What you want here instead is some of that wacky multifruit-flavored Trident Layers gum that all the ad agencies are cranking out quirky commercials about (probably because they're all drunk).

YouTube
This man has already been typecast as the "Nobody pays me in gum" guy.

Look for anything with the word "tropical" in it, or, even better, something with fruit that most people don't eat regularly, like guava or pomegranate. Everybody knows that Doublemint doesn't also faintly smell of alcohol. But how can a person be so sure that the same is true of dragon fruit if they've never known of it anywhere other than in the piece of gum you're chewing?

That's right, they can't. And that's why gum that includes a bunch of exotic fruit flavors is your best bet. Put a few sticks into your mouth, and if someone in your vicinity comments on the fact that the air smells faintly of booze, know that you have nothing to fear. Just say, "Oh, it's this gum I'm chewing. Tropical Mango Acai Berry Blast, they call it. Smells like alcohol, kind of. I wish it got me drunk like alcohol, though!" And then walk away, because that was a really dumb thing to say in light of all the drinking at your desk you've been doing in the made-up premise of this article.

Supplement your gum with a steady diet of Fritos or whatever other snack you know is going to give you dragon breath. Basically, you want to have so many scents coming out of your mouth at the same time that nobody will be able to accurately place each and every fragrance.

A lesser person would make a joke here about your mom having a similar problem identifying all of the cocks coming into her mouth, and I just did.

» **Stated problem**:
Decide whether each statement agrees with the gum advice above, answering yes or no and quoting the words of the text that settle it: (a) The text recommends gum flavored with fruit that most people don't eat regularly. (b) The text says Doublemint faintly smells of alcohol. (c) The text advises steering clear of snacks like Fritos.

» **Data supplied**:
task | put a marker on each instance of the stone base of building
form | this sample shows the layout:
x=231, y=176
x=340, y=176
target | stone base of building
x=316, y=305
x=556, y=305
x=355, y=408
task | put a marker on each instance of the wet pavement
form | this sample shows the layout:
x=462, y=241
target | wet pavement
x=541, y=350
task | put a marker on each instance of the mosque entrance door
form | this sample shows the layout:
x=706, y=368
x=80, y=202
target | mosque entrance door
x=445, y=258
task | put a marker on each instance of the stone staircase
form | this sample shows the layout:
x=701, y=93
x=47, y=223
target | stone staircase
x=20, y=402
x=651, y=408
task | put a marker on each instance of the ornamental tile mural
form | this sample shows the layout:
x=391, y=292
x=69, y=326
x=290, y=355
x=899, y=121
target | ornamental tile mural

» **Exercise output**:
(a) Yes: "something with fruit that most people don't eat regularly, like guava or pomegranate"
(b) No: "Everybody knows that Doublemint doesn't also faintly smell of alcohol."
(c) No: "Supplement your gum with a steady diet of Fritos or whatever other snack you know is going to give you dragon breath."